### TEXT PROVIDED

Segment Open

Rebuilt my website; hopefully I'll manage to keep it up to date this time. There's still lots of work to do, but it functions and, well, I must keep the procrastination in check., because I should direct some effort into finding a job.

Ha, you thought I was going to say writing, didn't you? Though I have been doing writer's stuff; it's not all been site site site. I've done the groundwork for agent-querying, but I need a break from the query and selections, let the illusions evaporate. Then reread, rework, and push the button. Also did a quick review of two WIPs.

But since I have been procrastinating with the site, I'll now have to fill in the break with job hunting, which is in a way not far away enough from prepping a query to constitute a *break*.

I need a break, seriously. My head is all jumbled with words/definitions, and it's making me nervous. Definitions, by definition, should be fixed, but I did a lot of query-prepping, attentively, and started to notice words being used differently while meaning the same the thing, so obviously the definitions are not as fixedly defined, and this is very confusing if the language isn't yours to begin with. I'm not even going to add in the connotation of a word.
So I can't stop thinking, with chills running down my spine, about how the definition of a word is just other words, and before I know it I'm gonna end up in that horrible abyss where words have no meaning at all and that's no place to be for someone who defines reality by stringing up words into sentences and paragraphs and whole chapters.

Segment Closed

[Collected data]
Segment Open

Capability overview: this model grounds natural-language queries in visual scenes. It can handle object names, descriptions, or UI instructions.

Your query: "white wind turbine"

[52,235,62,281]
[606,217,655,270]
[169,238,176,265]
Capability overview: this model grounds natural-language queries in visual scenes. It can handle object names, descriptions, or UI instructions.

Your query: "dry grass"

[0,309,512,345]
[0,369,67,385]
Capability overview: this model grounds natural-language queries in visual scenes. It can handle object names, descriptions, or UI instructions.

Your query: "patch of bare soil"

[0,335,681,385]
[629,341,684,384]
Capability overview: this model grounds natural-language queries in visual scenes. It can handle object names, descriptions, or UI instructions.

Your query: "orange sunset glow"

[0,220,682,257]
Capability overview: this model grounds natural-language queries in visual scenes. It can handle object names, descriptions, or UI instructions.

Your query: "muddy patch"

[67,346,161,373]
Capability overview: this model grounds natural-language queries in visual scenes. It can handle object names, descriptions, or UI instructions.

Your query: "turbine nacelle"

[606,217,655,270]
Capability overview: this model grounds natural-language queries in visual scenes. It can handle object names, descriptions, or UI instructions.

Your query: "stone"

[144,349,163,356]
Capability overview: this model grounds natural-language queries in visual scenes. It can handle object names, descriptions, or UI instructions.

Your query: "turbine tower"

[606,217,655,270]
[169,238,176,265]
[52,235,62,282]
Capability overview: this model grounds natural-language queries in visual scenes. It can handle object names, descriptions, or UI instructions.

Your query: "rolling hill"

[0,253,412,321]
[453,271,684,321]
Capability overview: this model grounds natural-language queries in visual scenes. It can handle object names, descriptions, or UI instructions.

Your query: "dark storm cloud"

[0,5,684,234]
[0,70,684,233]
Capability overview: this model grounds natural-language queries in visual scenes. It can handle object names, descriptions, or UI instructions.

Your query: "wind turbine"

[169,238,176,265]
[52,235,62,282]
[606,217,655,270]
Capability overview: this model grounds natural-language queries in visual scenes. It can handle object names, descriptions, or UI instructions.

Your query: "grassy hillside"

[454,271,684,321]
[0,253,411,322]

Segment Closed

### DIRECTIONS
**A.** In the blog post about rebuilding a website, what three steps does the writer plan to take after a break from the query and selections?
**B.** Resume the blog post about rebuilding a website, starting right after its last sentence.

### ANSWERS BY ITEM
**A.** Reread, rework, and push the button.

**B.**
Been there, done that, need a break.

Or a job.

*i*nnovation and progress

 I've always refused to let e-mail take over the function of the telephone in my life; I've got an old Nokia that has no enhancements at all. I do not need to be in constant contact with all you digiblips out there, because I've got enough voices clamouring for attention in my head (no, I'm not crazy: I write, duh).

This outlook has given me some protective resistance to the advertising of the latest *i*nnovation, which is better, more user-friendly, more enhanced in ways never thought possible before (It sings! It dances!). They won't hook me for all that progress until they figure out how to make it do my laundry and dishes.

As far as e-book readers are concerned: I love the feel and smell of paper and ink. I love the associated memories of buying real books--I have a very large collection of second-hand books; some are especially great finds, others have this hint of their former life in smell or dog-ears or other marks. My real books are treasures. E-books, as I see them now, are commodities. They have no memory. For me, sort of like the difference between an LP and a CD, back when LPs still ruled.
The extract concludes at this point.